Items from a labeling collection

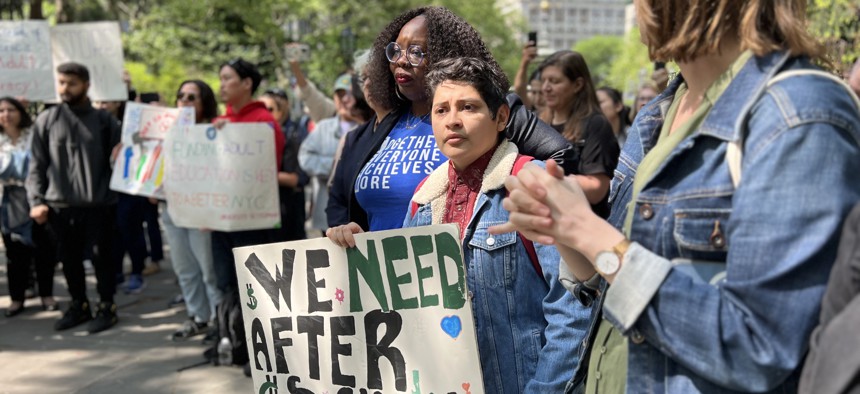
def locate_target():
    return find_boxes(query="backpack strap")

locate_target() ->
[726,69,860,189]
[511,155,543,278]
[409,175,430,217]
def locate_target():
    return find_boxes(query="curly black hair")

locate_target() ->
[367,6,504,109]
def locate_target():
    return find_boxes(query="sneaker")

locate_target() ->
[203,346,218,365]
[167,293,185,308]
[200,327,218,345]
[87,302,119,334]
[84,259,96,275]
[125,274,146,294]
[141,263,161,276]
[54,300,93,331]
[173,319,209,341]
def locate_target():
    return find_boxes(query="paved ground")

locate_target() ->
[0,249,253,394]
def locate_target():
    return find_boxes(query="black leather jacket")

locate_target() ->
[326,93,579,230]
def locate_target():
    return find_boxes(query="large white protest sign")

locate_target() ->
[0,21,57,101]
[110,102,194,199]
[233,224,484,394]
[164,123,281,231]
[51,22,128,101]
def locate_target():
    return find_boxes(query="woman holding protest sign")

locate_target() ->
[326,7,575,240]
[161,79,222,341]
[398,58,591,393]
[0,97,57,317]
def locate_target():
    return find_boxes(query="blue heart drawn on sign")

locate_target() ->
[442,316,463,338]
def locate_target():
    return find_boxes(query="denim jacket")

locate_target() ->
[404,141,591,393]
[572,52,860,393]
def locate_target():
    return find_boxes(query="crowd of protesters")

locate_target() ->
[0,0,860,393]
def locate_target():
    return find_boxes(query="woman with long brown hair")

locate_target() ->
[539,51,619,217]
[493,0,860,393]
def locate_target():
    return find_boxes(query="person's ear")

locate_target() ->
[496,104,511,133]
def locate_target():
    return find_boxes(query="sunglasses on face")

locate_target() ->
[385,42,425,67]
[176,92,197,101]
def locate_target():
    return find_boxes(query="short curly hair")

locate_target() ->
[367,6,504,109]
[427,57,510,120]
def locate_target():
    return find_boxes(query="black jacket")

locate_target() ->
[26,101,120,207]
[326,93,579,229]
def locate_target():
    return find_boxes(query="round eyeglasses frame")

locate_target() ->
[385,42,426,67]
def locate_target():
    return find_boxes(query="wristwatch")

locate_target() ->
[594,238,630,276]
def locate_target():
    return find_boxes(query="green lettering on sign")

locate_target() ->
[346,240,388,312]
[410,235,439,308]
[436,233,466,309]
[382,236,418,310]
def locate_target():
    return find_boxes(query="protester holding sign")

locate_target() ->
[212,58,284,294]
[161,79,222,341]
[27,63,120,333]
[326,7,576,239]
[0,97,57,317]
[260,89,310,241]
[398,58,591,393]
[212,58,284,373]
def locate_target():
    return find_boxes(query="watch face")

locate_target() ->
[594,252,621,275]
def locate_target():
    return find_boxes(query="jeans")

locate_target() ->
[3,223,57,302]
[48,205,117,302]
[161,207,222,322]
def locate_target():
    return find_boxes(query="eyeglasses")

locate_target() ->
[176,92,197,101]
[385,42,425,67]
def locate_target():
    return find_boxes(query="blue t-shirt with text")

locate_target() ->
[354,113,448,231]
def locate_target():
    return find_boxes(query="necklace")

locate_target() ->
[403,112,430,130]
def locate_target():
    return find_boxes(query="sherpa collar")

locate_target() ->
[412,140,519,224]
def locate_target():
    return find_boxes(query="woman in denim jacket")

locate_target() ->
[404,58,591,393]
[494,0,860,393]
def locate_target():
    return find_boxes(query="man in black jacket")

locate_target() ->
[27,63,120,333]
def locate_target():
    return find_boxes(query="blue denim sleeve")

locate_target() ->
[605,96,860,391]
[523,243,593,393]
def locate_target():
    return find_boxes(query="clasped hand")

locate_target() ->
[489,160,601,249]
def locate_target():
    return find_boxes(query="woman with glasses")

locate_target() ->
[326,7,573,244]
[260,88,310,242]
[161,79,222,341]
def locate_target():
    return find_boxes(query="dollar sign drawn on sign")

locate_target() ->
[245,283,257,310]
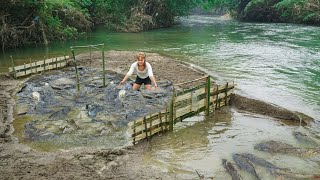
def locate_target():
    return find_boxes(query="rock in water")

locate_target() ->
[222,159,242,180]
[232,154,260,179]
[32,92,40,102]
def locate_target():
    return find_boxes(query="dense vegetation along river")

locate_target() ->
[0,16,320,177]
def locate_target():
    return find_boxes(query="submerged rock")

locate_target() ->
[293,132,319,147]
[232,154,260,179]
[240,153,282,170]
[49,107,71,119]
[254,140,320,157]
[222,159,242,180]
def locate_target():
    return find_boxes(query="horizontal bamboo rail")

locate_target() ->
[128,76,236,144]
[9,56,69,78]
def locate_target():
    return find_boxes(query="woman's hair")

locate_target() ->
[137,52,146,67]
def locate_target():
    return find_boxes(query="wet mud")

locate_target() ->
[0,51,317,179]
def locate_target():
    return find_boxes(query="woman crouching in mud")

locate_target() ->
[119,52,158,90]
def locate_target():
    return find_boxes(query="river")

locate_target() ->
[0,16,320,179]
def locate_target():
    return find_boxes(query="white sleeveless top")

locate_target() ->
[127,62,153,79]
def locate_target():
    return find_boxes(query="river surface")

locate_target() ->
[0,16,320,179]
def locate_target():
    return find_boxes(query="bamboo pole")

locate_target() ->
[56,57,58,69]
[216,85,219,109]
[143,117,149,140]
[102,44,106,87]
[71,49,80,92]
[169,89,175,131]
[133,120,136,145]
[89,46,92,65]
[34,61,38,73]
[158,112,163,133]
[43,56,46,71]
[29,58,33,74]
[224,82,228,106]
[10,56,17,78]
[206,76,210,116]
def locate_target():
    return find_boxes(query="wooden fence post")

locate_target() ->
[71,49,80,92]
[29,58,33,74]
[43,56,46,71]
[102,44,106,87]
[224,82,228,106]
[206,76,210,116]
[169,89,175,131]
[216,85,220,109]
[10,56,17,78]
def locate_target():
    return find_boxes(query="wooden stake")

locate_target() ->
[206,76,210,116]
[43,56,46,71]
[29,58,33,74]
[56,57,58,69]
[71,49,80,92]
[10,56,17,78]
[133,120,136,145]
[169,89,175,131]
[102,44,106,87]
[158,112,163,133]
[216,85,220,109]
[224,82,228,106]
[143,117,149,139]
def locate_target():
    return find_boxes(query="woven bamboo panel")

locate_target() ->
[9,56,69,77]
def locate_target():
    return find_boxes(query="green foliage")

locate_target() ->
[274,0,320,24]
[204,0,320,25]
[241,0,279,22]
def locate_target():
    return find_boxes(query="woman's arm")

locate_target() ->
[119,63,137,86]
[150,76,158,90]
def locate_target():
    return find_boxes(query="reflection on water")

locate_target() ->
[145,108,320,179]
[0,16,320,179]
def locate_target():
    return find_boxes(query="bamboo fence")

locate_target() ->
[70,44,106,92]
[128,76,235,144]
[9,56,69,78]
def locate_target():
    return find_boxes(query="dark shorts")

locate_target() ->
[134,76,151,85]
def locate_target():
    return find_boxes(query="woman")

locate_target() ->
[119,52,158,90]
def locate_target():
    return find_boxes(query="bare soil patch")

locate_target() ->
[0,51,312,179]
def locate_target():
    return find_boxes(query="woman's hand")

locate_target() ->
[118,80,125,88]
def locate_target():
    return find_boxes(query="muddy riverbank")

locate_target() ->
[0,51,316,179]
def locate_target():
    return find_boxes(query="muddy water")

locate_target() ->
[144,109,320,179]
[0,16,320,179]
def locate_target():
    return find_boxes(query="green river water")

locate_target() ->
[0,16,320,179]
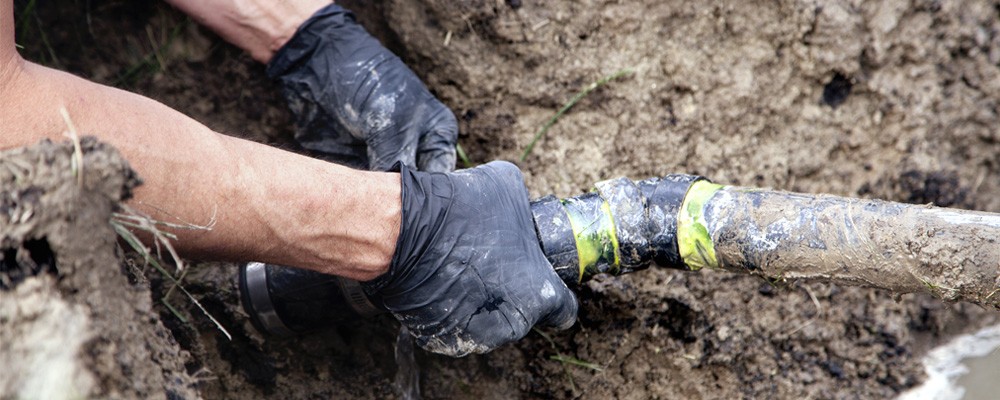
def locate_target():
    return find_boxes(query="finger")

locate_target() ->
[417,103,458,172]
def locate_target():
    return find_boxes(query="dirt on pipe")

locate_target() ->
[7,0,1000,399]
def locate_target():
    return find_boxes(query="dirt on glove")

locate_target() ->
[0,0,1000,399]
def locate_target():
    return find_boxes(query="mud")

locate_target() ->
[704,188,1000,310]
[0,138,196,398]
[4,0,1000,399]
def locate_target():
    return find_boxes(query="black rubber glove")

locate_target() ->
[363,162,577,357]
[267,4,458,172]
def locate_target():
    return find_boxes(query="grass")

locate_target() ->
[455,143,475,168]
[113,18,191,86]
[521,68,632,162]
[111,204,233,340]
[531,328,604,393]
[14,0,62,68]
[59,107,233,340]
[59,107,83,186]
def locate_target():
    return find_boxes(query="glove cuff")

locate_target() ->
[267,4,368,79]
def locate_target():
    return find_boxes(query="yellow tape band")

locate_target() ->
[563,199,621,282]
[677,181,723,271]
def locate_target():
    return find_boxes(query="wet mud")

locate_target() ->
[7,0,1000,399]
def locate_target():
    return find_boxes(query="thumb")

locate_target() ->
[417,102,458,172]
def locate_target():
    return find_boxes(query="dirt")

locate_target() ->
[7,0,1000,399]
[0,138,197,399]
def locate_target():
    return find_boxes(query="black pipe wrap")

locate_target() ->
[531,195,580,282]
[531,174,704,283]
[638,174,705,269]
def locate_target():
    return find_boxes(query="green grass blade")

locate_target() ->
[521,68,632,162]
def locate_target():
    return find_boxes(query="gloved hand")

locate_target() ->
[363,162,577,357]
[267,4,458,172]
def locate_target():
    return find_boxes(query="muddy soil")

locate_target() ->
[5,0,1000,399]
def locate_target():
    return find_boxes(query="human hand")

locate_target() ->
[363,162,577,357]
[268,5,458,172]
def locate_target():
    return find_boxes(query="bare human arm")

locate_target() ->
[0,0,400,280]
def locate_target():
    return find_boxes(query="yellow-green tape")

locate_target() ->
[563,199,621,282]
[677,181,722,271]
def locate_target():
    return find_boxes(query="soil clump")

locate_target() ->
[9,0,1000,399]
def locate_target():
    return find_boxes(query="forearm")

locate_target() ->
[0,63,399,279]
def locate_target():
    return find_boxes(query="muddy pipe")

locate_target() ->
[240,175,1000,336]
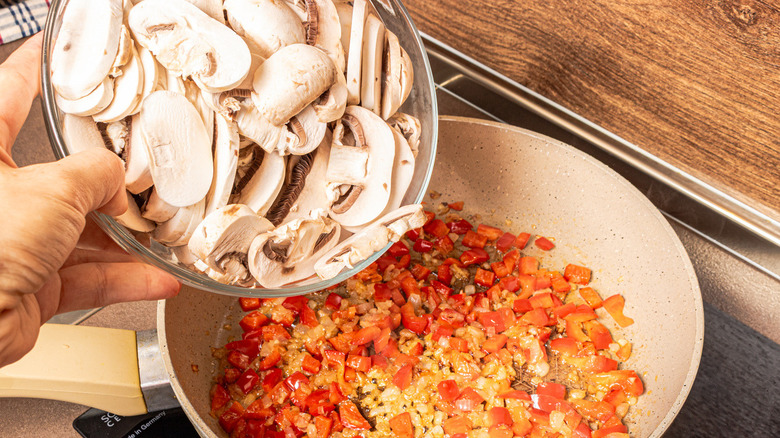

◆ **AIM OF THE EXERCISE**: Can you rewrite the records from the beginning up to and including the line with "[493,0,860,393]", swapping "sneaker" for "running shoe" and keeping everything else the same? Leave the pictures out of your answer.

◆ **EXERCISE OUTPUT**:
def locate_target():
    return find_boxes(query="backpack strap")

locate_target() ->
[726,69,860,189]
[511,155,543,278]
[409,175,430,217]
def locate_target():
    return find_boxes(query="curly black hair")

locate_target() ->
[367,6,504,109]
def locate_target():
    return find_boxes(query="running shoe")

locate_target() ->
[203,346,218,365]
[167,293,185,308]
[200,327,218,345]
[87,302,119,334]
[84,259,96,275]
[125,274,146,294]
[141,263,161,276]
[54,300,93,331]
[173,319,209,341]
def locate_target():
    return find_boxes(query="paved ground")

locate_target() ->
[0,249,253,394]
def locate_target():
    return find_boxes(query="black leather jacket")

locate_target() ->
[326,93,579,230]
def locate_target():
    return find_boxes(query="large white protest sign")

locate_target() ->
[0,21,57,101]
[110,102,194,199]
[233,224,484,394]
[164,123,281,231]
[51,22,128,101]
def locate_target():
    return find_boxes(query="woman holding protest sign")

locate_target() ->
[326,7,575,240]
[161,79,222,341]
[398,58,591,393]
[0,97,57,317]
def locate_target():
    return find_boxes(query="blue heart drawn on sign")

locate_target() ->
[442,316,463,338]
def locate_target():
    return find_boxes(query="denim jacket")

locate_target() ->
[404,141,591,393]
[572,52,860,393]
def locate_target():
    return find_boxes(query="crowd of protesters")

locate_target() ->
[0,0,860,393]
def locate_target():
    return find_boxes(query="woman with long brown hair")

locate_target() ->
[539,51,619,217]
[493,0,860,393]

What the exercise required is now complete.